▶ _Assigned task_
Reproduce the hotel passage word for word, from "Intended at first" to "hotel conference room.".

The property closed temporarily in March along with hundreds of others amidst the outbreak of the coronavirus pandemic.

The Romanesque Revival structure was designed by Arthur Loomis Harmon and the hotel’s developer was James T. Lee, Jacqueline Kennedy Onassis’ grandfather.  It stands 387’ (118 m) tall and was one of the tallest hotels in the city if not the tallest at the time it was built.  It was quickly supplanted by the opening of the Ritz Hotel Tower, which opened in 1926 at 541’ (165 m), the Hotel Sherry-Netherland, which opened in 1927 at 561’ (171 m), and the Waldorf-Astoria, which opened in 1931 and stood at 627’ (191 m).  The latter three properties were also the tallest hotels at the time they opened, and the Waldorf held that title for 24 years until the Hotel Ukraine, which stood at 650’ (198 m), opened in Moscow in 1955.

Intended at first as a hotel club for men, it featured numerous amenities appropriate for that mission including a gymnasium, a bowling alley, a swimming pool, a Turkish bath, squash courts, billiard tables, and a barber shop.  It nonetheless ended up opening to women later in 1924.

“Stay at New York Marriott East Sideand get the most out of your trip to NYC,” the chain’s website said about the property until earlier in the year.

Alfred Stieglitz and Georgia O’Keefe were two of its more well-known long-term residents, while in 1926. Harry Houdini performed an escape from an airtight container at the bottom of the hotel’s pool.

After closing to the public in 1971, the hotel reopened as Halloran House in 1979, and it became a Marriott property in early 1990.  Later that year, Rabbi Meir Kahane was assassinated in a hotel conference room.

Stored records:
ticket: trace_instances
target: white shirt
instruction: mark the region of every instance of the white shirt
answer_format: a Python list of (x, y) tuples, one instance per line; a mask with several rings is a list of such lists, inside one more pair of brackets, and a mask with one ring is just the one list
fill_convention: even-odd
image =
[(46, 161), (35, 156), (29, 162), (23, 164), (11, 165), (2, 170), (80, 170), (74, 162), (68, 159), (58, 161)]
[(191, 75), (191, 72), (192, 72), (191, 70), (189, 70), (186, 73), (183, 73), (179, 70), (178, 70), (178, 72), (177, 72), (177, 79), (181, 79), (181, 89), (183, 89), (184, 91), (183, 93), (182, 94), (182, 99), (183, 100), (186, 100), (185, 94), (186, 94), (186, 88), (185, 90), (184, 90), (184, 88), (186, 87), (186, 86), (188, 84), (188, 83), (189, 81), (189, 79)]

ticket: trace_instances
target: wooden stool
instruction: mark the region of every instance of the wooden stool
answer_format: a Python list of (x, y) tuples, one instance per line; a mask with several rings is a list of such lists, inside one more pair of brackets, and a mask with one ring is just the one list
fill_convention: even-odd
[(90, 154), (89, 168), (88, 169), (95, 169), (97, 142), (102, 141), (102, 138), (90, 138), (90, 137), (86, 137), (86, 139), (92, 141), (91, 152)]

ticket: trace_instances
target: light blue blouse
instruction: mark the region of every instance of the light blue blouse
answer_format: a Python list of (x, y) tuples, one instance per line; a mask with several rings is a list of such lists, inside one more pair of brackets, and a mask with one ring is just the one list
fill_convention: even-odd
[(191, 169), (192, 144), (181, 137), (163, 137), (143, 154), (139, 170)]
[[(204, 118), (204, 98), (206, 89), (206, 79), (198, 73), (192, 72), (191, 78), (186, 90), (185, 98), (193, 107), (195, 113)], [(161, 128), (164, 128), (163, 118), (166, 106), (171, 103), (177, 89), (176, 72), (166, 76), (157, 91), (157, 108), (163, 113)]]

▶ _Answer section_
Intended at first as a hotel club for men, it featured numerous amenities appropriate for that mission including a gymnasium, a bowling alley, a swimming pool, a Turkish bath, squash courts, billiard tables, and a barber shop.  It nonetheless ended up opening to women later in 1924.

“Stay at New York Marriott East Sideand get the most out of your trip to NYC,” the chain’s website said about the property until earlier in the year.

Alfred Stieglitz and Georgia O’Keefe were two of its more well-known long-term residents, while in 1926. Harry Houdini performed an escape from an airtight container at the bottom of the hotel’s pool.

After closing to the public in 1971, the hotel reopened as Halloran House in 1979, and it became a Marriott property in early 1990.  Later that year, Rabbi Meir Kahane was assassinated in a hotel conference room.